[Start of Data for processing]

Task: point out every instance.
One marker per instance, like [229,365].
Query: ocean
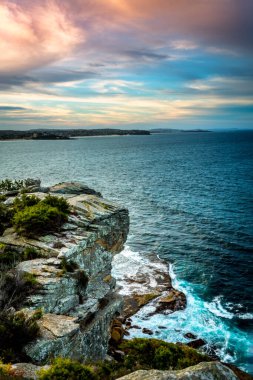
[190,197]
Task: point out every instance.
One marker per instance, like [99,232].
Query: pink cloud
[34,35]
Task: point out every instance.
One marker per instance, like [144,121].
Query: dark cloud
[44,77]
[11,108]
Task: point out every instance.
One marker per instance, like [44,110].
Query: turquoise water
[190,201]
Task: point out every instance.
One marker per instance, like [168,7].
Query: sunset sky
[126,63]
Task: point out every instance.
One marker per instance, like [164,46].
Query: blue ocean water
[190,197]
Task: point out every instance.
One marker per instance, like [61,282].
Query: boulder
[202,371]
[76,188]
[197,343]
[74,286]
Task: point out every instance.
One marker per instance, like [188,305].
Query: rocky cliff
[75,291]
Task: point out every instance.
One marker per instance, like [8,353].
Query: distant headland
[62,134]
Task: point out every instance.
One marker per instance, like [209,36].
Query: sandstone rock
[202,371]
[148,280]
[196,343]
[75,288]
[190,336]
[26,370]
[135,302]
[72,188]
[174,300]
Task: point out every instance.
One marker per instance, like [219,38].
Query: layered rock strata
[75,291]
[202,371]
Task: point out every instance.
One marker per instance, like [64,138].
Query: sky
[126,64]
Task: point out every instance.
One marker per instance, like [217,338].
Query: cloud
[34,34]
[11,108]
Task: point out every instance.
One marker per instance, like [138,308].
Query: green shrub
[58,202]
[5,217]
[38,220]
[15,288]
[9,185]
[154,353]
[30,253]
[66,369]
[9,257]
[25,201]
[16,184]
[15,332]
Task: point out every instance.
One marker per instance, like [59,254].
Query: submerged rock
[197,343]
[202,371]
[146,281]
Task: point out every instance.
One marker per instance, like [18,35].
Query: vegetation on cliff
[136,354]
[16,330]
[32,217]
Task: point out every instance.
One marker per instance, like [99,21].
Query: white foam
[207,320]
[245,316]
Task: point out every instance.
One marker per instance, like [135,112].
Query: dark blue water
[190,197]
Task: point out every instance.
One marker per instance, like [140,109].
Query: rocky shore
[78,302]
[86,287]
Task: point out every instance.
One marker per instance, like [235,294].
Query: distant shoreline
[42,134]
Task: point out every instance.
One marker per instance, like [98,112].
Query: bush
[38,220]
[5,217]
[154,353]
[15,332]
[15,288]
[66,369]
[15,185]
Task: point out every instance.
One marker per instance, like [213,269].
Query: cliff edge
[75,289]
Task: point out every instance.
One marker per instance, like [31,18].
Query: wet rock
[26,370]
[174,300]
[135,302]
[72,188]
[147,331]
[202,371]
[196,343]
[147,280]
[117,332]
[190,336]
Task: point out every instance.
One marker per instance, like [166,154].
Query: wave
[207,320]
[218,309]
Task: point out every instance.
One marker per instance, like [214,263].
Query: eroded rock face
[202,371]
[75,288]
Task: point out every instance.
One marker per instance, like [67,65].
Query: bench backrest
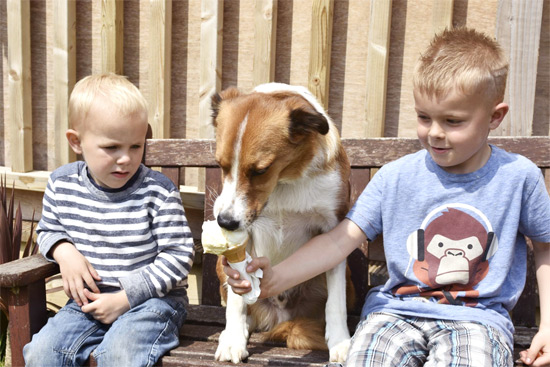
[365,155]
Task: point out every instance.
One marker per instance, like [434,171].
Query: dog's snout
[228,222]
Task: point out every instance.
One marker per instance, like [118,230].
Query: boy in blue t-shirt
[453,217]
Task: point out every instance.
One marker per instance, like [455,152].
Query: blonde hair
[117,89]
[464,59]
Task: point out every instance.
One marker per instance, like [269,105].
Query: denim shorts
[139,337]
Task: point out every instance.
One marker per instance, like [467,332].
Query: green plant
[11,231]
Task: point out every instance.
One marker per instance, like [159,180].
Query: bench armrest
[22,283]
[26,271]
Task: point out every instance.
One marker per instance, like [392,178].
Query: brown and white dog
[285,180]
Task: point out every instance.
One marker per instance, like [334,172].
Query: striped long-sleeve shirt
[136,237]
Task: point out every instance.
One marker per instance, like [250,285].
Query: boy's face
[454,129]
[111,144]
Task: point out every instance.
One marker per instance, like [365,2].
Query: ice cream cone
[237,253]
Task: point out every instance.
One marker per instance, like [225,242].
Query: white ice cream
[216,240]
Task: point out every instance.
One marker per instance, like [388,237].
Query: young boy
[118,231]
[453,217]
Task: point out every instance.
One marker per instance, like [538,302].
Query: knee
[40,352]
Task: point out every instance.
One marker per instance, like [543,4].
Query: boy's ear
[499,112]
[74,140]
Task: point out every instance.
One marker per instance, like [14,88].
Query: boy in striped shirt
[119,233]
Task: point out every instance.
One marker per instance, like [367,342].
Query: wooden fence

[End of Data for processing]

[Work to do]: In the copy, include all records verbatim but no images.

[The output]:
Task: point out every instance.
One marker per instance, like [229,365].
Query: ocean
[190,197]
Task: point out every instance.
One marker per instance, like [99,232].
Query: pink cloud
[34,35]
Task: point out every instance.
One marker per instance, like [144,121].
Query: dark cloud
[44,77]
[11,108]
Task: point out every instance.
One marker per instance, like [44,110].
Query: turquoise water
[190,201]
Task: point out every instance.
One marker per instance, like [168,7].
Query: sunset sky
[126,63]
Task: point out every instance.
One marker per instance, like [164,46].
Query: blue ocean water
[190,197]
Task: point out every instance.
One marker per instance, like [61,282].
Query: boulder
[202,371]
[76,188]
[197,343]
[74,286]
Task: point out every instance.
One marker per instance, like [188,305].
Query: rocky cliff
[75,291]
Task: point out every instance.
One marker per instance, like [8,353].
Query: distant headland
[62,134]
Task: point out every instance.
One marker per instance, like [209,36].
Query: sandstone rock
[202,371]
[148,280]
[196,343]
[75,288]
[190,336]
[26,370]
[135,302]
[72,188]
[174,300]
Task: point out every instance.
One marker per instance, like [219,38].
Query: layered rock strata
[75,291]
[202,371]
Task: point out every instance.
One marker per instance, like [64,138].
Query: sky
[126,64]
Task: point out every instance.
One marker per instance, like [217,338].
Query: cloud
[34,34]
[11,108]
Task: point out every instance.
One marker per instance, like [138,308].
Query: green shrub
[58,202]
[5,217]
[38,220]
[15,288]
[9,185]
[154,353]
[30,253]
[66,369]
[9,257]
[25,201]
[16,184]
[15,332]
Task: point out every instance.
One marker per instance, like [59,254].
Query: submerged rock
[197,343]
[202,371]
[146,281]
Task: point out every instance.
One marker per instance, like [18,35].
Query: vegetation on cliff
[136,354]
[16,330]
[32,217]
Task: point out every instance.
One marker per instance, like [99,21].
Query: white foam
[207,320]
[245,316]
Task: point out every instance.
One marker per instance, like [135,112].
Query: dark blue water
[190,197]
Task: point out every instance.
One marker per instance, like [140,109].
Query: rocky shore
[78,302]
[86,287]
Task: point out every instance.
One marker per instance, like [235,294].
Query: distant shoreline
[42,134]
Task: point out every instance.
One marker per instance, like [98,112].
Query: bush
[38,220]
[5,217]
[154,353]
[15,332]
[15,288]
[66,369]
[15,185]
Task: point out every instance.
One marker per instance, like [213,269].
Query: cliff edge
[75,289]
Task: point out every instance.
One marker per instance, like [31,18].
Query: wet rock
[26,370]
[174,300]
[135,302]
[72,188]
[147,331]
[202,371]
[196,343]
[147,280]
[117,332]
[190,336]
Task: point out every instance.
One marker per instance, like [166,154].
Query: wave
[207,320]
[218,309]
Task: point out every instance.
One marker per instance, like [214,263].
Query: eroded rock face
[202,371]
[75,288]
Task: point out every instance.
One marker per instance, like [67,65].
Query: bench backrest
[365,155]
Task: point out every instance.
One marker per instance, like [434,171].
Query: dog's snout
[228,222]
Task: point out every instance.
One marker per instance, like [118,230].
Query: boy in blue t-shirt
[453,217]
Task: point out every instance.
One marker per instance, like [455,152].
Query: blonde hair
[117,89]
[464,59]
Task: point out every instance.
One marker per instance, like [269,105].
Query: denim shorts
[139,337]
Task: point out every instance.
One marker per instance, like [467,332].
Query: green plant
[11,231]
Task: point out every instance.
One marker per instance, like [159,180].
Query: bench armrest
[22,283]
[26,271]
Task: point out every instance.
One marker per instance, like [392,178].
Query: brown and white dog
[285,180]
Task: point out every instance.
One marker per instance, like [334,172].
Query: striped long-sleeve shirt
[136,237]
Task: point out every instance.
One marker per instance, like [250,285].
Query: boy's face
[454,129]
[111,144]
Task: point out every instance.
One marker per instance, like [365,2].
Query: ice cream cone
[237,253]
Task: point out every instance.
One marker per instance, like [225,242].
Query: white ice cream
[216,240]
Task: point out every instance.
One marker per instance, like [388,237].
Query: young boy
[118,231]
[453,217]
Task: point out every instance.
One marker per instance, like [538,302].
Query: knee
[40,352]
Task: point out every instance.
One marker per instance, like [543,4].
Query: boy's ear
[499,112]
[74,140]
Task: point out every instance.
One marker per instance, like [14,88].
Query: boy in striped shirt
[119,233]
Task: point out every instance.
One marker per instance, like [367,342].
Query: wooden fence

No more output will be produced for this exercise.